▸ **SHORT PROBLEM A**:
According to the Jefferson page, on what date was Jefferson officially elected head of the committee for writing the Declaration of Independence?
▸ **SHORT PROBLEM B**:
Please return the part of the Jefferson page that opens with the words containing "From 1801 to" and closes with "Thomas Jefferson On?".

▸ **PAGE TEXT**:
┌──

Skip to main content

Thomas Jefferson's - 3rd President: Father of the Declaration of Independence

Angela loves history and feels it is essential to our future to know the past—or else be destined to repeat it.

Thomas Jefferson was the author of the Declaration of Independence.

Thomas Jefferson was the author of the Declaration of Independence.

President Thomas Jefferson

From 1801 to 1809, Thomas Jefferson, our third President, was one of our founding fathers and served two terms. Under George Washington, he was the Secretary of State, then served as Vice-President to John Adams. Jefferson was proud of his accomplishments. He wanted to be remembered most for being the "author of the Declaration of American Independence, of the Statute of Virginia for religious freedom, and Father of the University of Virginia," which Jefferson had written on his tomb. He asked that not a word more be written. He was very adamant that no one embellished beyond these successes.

What Bill Is Thomas Jefferson On?

Jefferson's Family History

Thomas Jefferson was born April 13, 1743, in Albemarle County, Virginia, to Peter and Jane Randolph Jefferson. Jefferson came from one of the first families of Virginia through his mother's side. His father was a very prominent landowner, although not necessarily wealthy. Jefferson inherited some of his father's land, where he built a mansion that he and his wife moved into when they married on January 1, 1772. Together they had six children, but only two survived into adulthood: Martha Washington Jefferson and Mary Jefferson. The other four died within the first three years of life, which was common back then because of the lack of health care today.

Monticello, Jefferson's Childhood Home

Today, Jefferson left behind his mansion, named Monticello, which lies on a massive plantation with a beautiful landscape that you can visit today. You can learn even more about this founding father's history and his use of enslaved people on his plantation, where descendants of those enslaved have shared their stories. Despite stating in the Declaration of Independence, "all men are created equal," he enslaved over 600 men and women in his life. Ironically he made legislatures against slavery and stated that slavery was "moral depravity" and a "hideous blot."

There were five men who helped author the Declaration of Independence, although Jefferson is often credited as being the Father of the Declration of Independence.

There were five men who helped author the Declaration of Independence, although Jefferson is often credited as being the Father of the Declration of Independence.

The History of the Declaration of Independence

Five men were chosen to write the Declaration of Independence; Jefferson stood apart from the rest. He was elected to head the committee for writing the Declaration of Independence. He wrote the majority of it, which earned him the title Father of the Declaration of Independence.

He was officially elected as head of the committee on June 11, 1776, and the Declaration of Independence was finished less than a month later. John Adams was one of the men assigned to help him with the Declaration of Independence. He also preceded Jefferson as President. Benjamin Franklin amended the original draft. Then Congress edited it for style and substance. Two main items were deleted from Jefferson's initial draft. One was a statement that colonists could have voluntary allegiance to the crown. The new Americans did not want this in the draft. They wanted to be as separate from England as possible, which would have contradicted the American desire to be independent. The other item lost was a clause that could have censored England, which they referred to as the home country back then, from forcing slavery in America.


Thomas Jefferson originally ran for president right after George Washington but lost the race to Adams. The race was very tight, and Adams won with 71 electoral votes, whereas Jefferson had 68 electoral votes. Because Thomas Jefferson had the second most votes, he served as vice-president, which was a tradition in America's early years, but now the President chooses his vice-president.

└──

▸ **PROVIDED DATA**:
┌──

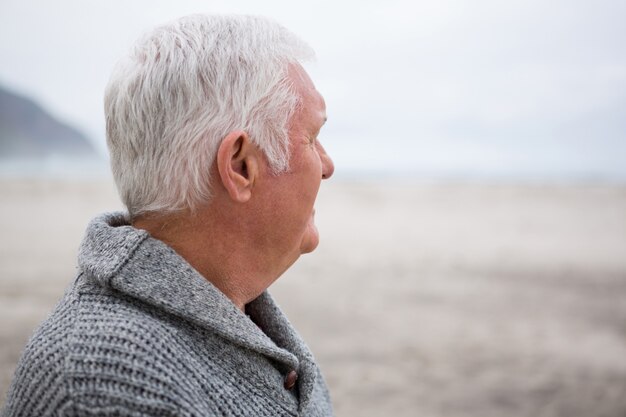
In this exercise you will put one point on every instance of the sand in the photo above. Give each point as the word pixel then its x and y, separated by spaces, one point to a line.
pixel 423 299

└──

▸ **COMPLETE ANSWER A**:
June 11, 1776

▸ **COMPLETE ANSWER B**:
From 1801 to 1809, Thomas Jefferson, our third President, was one of our founding fathers and served two terms. Under George Washington, he was the Secretary of State, then served as Vice-President to John Adams. Jefferson was proud of his accomplishments. He wanted to be remembered most for being the "author of the Declaration of American Independence, of the Statute of Virginia for religious freedom, and Father of the University of Virginia," which Jefferson had written on his tomb. He asked that not a word more be written. He was very adamant that no one embellished beyond these successes.

What Bill Is Thomas Jefferson On?